# [Instructions for the task]
In the listing below, find the line with "target | wheel arch" and the line with "target | high-rise building", then return them and every line between them exactly, minus the pictures.
BEGIN Supplied information
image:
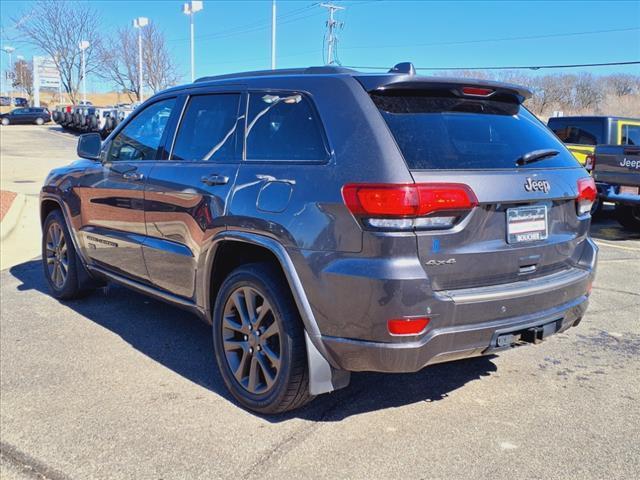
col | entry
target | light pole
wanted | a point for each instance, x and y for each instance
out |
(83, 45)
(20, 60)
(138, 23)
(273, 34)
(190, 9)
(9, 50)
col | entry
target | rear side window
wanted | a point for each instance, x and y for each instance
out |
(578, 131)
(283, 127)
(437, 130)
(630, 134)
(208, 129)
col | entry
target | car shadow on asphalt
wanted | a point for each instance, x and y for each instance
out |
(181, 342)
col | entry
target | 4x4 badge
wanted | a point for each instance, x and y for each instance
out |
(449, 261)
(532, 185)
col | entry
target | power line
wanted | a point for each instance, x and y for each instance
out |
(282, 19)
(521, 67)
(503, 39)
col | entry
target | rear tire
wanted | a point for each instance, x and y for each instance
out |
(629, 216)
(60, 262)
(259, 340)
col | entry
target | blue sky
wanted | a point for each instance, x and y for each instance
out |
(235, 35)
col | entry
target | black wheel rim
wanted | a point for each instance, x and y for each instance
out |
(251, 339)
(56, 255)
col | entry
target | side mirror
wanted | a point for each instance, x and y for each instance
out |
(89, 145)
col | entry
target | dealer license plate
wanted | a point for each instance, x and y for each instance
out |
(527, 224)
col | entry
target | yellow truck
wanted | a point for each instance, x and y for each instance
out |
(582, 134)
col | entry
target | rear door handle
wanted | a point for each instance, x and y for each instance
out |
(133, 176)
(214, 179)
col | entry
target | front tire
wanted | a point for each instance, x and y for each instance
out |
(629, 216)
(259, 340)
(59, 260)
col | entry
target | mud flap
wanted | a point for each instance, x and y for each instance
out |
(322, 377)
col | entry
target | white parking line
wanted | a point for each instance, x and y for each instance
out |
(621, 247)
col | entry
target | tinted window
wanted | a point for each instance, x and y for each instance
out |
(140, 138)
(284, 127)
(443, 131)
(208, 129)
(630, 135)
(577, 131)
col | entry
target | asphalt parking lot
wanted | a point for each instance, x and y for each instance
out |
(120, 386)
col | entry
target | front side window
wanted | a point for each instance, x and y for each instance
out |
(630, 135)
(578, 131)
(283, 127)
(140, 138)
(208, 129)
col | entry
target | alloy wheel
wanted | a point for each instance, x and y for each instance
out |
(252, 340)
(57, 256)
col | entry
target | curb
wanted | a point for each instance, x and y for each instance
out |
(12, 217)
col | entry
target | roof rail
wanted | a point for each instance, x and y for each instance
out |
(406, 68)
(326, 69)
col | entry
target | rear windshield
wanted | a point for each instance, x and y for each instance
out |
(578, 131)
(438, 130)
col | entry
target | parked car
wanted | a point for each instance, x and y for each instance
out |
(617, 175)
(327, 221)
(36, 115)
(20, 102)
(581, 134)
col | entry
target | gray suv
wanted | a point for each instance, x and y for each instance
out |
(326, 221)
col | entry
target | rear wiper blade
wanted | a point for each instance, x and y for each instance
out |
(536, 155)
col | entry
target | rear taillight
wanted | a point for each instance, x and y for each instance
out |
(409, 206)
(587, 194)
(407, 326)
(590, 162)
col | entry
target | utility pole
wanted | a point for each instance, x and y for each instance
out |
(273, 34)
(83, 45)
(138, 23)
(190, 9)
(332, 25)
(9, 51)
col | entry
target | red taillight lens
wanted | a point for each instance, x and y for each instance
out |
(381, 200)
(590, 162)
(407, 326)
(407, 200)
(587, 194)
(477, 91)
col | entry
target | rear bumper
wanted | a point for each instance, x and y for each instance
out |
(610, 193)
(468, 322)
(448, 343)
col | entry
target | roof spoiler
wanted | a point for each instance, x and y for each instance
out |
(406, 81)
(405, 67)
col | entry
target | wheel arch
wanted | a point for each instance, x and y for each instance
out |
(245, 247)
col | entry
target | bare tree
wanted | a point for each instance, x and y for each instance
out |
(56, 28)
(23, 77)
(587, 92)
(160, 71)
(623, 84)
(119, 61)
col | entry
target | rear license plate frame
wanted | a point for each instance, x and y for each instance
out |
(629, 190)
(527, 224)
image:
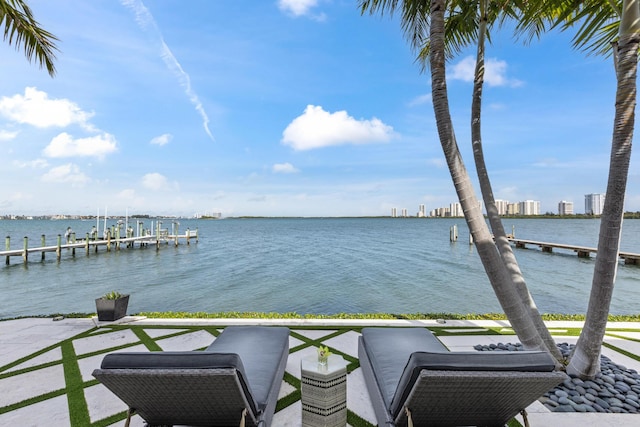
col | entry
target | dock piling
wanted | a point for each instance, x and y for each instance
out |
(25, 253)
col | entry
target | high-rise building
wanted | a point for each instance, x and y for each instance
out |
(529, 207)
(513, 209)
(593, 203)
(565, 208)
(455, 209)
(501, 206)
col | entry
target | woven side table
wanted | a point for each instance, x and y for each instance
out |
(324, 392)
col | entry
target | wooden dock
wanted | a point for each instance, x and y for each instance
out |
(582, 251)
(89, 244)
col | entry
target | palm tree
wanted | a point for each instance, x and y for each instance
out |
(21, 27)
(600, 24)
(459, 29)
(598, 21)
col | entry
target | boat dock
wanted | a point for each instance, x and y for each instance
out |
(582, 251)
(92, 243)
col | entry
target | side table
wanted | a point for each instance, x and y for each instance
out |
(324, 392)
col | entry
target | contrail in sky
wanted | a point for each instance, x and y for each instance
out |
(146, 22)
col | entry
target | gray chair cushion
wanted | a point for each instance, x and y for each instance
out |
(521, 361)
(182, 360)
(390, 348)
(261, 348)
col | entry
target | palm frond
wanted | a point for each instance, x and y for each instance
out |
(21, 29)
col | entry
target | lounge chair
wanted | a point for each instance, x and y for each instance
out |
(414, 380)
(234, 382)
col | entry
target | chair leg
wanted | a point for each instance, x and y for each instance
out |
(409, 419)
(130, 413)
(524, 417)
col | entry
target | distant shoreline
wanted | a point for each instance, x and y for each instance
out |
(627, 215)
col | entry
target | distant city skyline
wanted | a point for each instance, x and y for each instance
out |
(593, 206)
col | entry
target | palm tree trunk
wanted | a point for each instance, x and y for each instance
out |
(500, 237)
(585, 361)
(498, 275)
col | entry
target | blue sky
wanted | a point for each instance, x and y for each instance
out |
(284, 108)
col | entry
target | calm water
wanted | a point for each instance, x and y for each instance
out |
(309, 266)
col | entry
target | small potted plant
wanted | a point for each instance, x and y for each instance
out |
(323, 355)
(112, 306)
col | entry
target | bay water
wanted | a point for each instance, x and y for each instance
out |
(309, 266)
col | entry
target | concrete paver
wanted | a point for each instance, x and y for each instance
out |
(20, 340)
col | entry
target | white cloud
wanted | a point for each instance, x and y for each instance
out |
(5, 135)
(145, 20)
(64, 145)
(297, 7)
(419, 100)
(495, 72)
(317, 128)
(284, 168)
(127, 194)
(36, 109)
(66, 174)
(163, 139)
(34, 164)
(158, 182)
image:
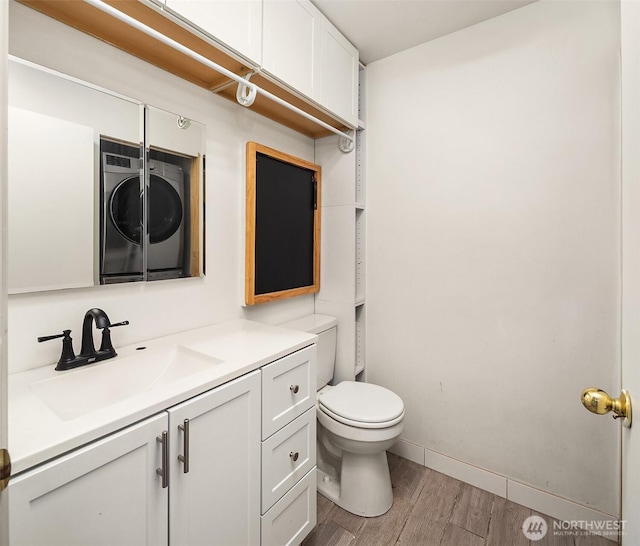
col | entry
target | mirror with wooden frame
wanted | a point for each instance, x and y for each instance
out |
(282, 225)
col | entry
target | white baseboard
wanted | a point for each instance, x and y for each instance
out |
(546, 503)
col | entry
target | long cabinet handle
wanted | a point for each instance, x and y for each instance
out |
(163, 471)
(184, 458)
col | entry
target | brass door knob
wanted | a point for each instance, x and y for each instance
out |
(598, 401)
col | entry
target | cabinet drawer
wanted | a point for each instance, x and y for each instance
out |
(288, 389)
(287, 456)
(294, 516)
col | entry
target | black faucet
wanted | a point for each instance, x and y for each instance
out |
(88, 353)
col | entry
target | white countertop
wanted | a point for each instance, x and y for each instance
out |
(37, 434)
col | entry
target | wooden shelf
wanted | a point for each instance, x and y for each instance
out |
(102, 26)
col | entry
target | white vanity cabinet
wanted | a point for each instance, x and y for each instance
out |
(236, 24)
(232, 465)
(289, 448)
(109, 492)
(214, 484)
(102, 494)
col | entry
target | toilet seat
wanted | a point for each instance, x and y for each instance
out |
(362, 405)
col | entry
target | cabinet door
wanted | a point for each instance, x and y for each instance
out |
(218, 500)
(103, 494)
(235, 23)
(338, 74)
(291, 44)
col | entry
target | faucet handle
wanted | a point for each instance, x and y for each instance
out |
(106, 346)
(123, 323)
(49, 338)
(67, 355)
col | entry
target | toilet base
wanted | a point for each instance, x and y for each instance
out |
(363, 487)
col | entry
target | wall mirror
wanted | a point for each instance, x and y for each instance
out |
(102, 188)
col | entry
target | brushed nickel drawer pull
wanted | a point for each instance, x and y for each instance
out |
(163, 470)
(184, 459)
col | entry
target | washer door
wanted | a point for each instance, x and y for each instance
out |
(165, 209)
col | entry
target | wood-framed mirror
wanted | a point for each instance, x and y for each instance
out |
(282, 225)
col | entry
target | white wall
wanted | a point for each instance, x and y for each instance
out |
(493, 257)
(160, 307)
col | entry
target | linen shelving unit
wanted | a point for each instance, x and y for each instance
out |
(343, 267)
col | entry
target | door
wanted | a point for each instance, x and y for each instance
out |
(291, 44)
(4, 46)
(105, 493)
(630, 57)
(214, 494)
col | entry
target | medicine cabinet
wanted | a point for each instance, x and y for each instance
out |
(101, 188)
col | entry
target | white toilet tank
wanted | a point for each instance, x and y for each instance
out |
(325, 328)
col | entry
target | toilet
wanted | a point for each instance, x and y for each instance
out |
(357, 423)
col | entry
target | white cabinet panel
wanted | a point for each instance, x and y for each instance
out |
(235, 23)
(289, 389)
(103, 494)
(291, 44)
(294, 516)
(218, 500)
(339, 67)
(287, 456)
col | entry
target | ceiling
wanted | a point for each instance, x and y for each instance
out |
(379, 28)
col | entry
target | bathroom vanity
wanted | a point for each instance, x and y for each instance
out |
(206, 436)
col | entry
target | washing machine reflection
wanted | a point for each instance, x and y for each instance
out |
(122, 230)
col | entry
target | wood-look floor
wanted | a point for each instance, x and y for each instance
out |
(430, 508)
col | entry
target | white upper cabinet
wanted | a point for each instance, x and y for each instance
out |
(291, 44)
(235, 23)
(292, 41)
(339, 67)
END Supplied information
BEGIN Supplied information
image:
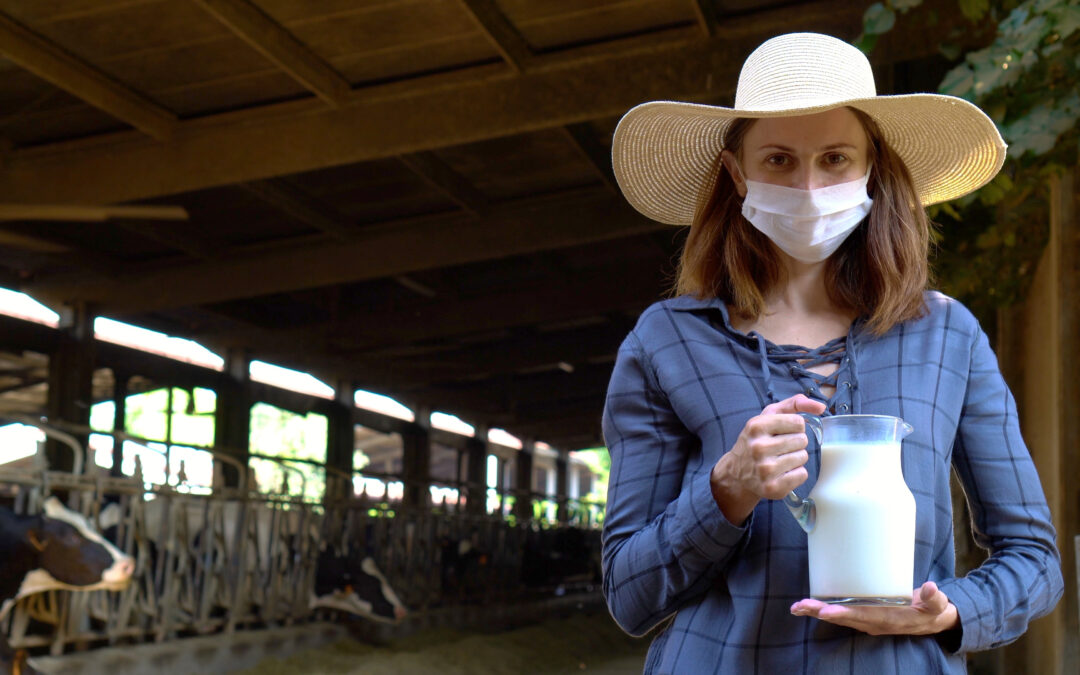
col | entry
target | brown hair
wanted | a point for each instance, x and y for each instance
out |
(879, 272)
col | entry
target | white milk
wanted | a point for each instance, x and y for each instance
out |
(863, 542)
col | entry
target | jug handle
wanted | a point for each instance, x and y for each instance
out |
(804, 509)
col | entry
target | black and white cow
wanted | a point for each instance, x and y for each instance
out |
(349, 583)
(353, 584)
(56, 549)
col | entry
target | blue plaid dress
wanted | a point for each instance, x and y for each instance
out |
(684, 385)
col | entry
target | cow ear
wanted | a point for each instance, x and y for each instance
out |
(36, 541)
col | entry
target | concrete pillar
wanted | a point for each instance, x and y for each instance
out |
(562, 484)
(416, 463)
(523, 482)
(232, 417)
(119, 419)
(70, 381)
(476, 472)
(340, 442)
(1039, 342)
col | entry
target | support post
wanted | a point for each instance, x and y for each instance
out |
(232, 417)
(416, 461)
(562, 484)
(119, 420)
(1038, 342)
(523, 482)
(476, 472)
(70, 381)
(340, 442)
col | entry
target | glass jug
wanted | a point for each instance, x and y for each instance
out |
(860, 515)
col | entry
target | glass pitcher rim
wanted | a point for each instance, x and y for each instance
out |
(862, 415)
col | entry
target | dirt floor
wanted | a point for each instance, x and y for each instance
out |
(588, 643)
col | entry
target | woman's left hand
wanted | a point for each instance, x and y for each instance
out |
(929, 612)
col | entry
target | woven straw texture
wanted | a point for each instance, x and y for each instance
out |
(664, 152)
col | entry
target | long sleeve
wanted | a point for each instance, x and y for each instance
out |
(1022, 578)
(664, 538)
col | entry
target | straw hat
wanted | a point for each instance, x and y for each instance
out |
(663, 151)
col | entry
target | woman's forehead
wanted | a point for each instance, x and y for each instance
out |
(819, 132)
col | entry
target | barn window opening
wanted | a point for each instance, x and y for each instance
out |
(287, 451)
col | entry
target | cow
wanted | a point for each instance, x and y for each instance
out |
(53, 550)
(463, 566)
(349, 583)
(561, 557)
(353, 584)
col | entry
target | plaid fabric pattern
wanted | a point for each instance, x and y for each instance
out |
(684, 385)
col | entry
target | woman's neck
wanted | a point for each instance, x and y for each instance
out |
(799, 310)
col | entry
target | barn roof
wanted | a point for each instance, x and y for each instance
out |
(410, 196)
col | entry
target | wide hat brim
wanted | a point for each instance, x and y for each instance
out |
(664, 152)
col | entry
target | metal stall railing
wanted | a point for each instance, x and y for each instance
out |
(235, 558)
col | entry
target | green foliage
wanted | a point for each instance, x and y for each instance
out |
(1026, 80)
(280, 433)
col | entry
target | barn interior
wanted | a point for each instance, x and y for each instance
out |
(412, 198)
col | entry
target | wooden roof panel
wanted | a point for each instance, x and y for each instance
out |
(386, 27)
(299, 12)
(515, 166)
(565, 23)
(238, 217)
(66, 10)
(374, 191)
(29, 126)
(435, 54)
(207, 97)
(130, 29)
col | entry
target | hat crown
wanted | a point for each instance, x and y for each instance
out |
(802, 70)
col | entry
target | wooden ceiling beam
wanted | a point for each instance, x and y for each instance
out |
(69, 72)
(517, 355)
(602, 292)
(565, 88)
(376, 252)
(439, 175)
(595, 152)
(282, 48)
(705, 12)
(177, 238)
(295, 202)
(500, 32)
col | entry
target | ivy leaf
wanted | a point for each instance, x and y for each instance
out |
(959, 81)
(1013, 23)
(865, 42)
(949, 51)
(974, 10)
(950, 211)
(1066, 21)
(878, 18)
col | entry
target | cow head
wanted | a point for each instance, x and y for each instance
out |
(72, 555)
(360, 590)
END Supplied information
# [Answer space]
target | wheel arch
wanted | a point for each instance, x and y for each instance
out |
(245, 247)
col | entry
target | bare tree
wanted | a point for each instance, x and y for each instance
out |
(56, 28)
(23, 77)
(587, 92)
(160, 71)
(623, 84)
(119, 61)
col | entry
target | rear license plate frame
wanted | a point for each instance, x and y for each instance
out |
(629, 190)
(527, 224)
image:
col | entry
target | dock piling
wanted | a point for each instance, x and y for each instance
out |
(25, 253)
col | entry
target | high-rise building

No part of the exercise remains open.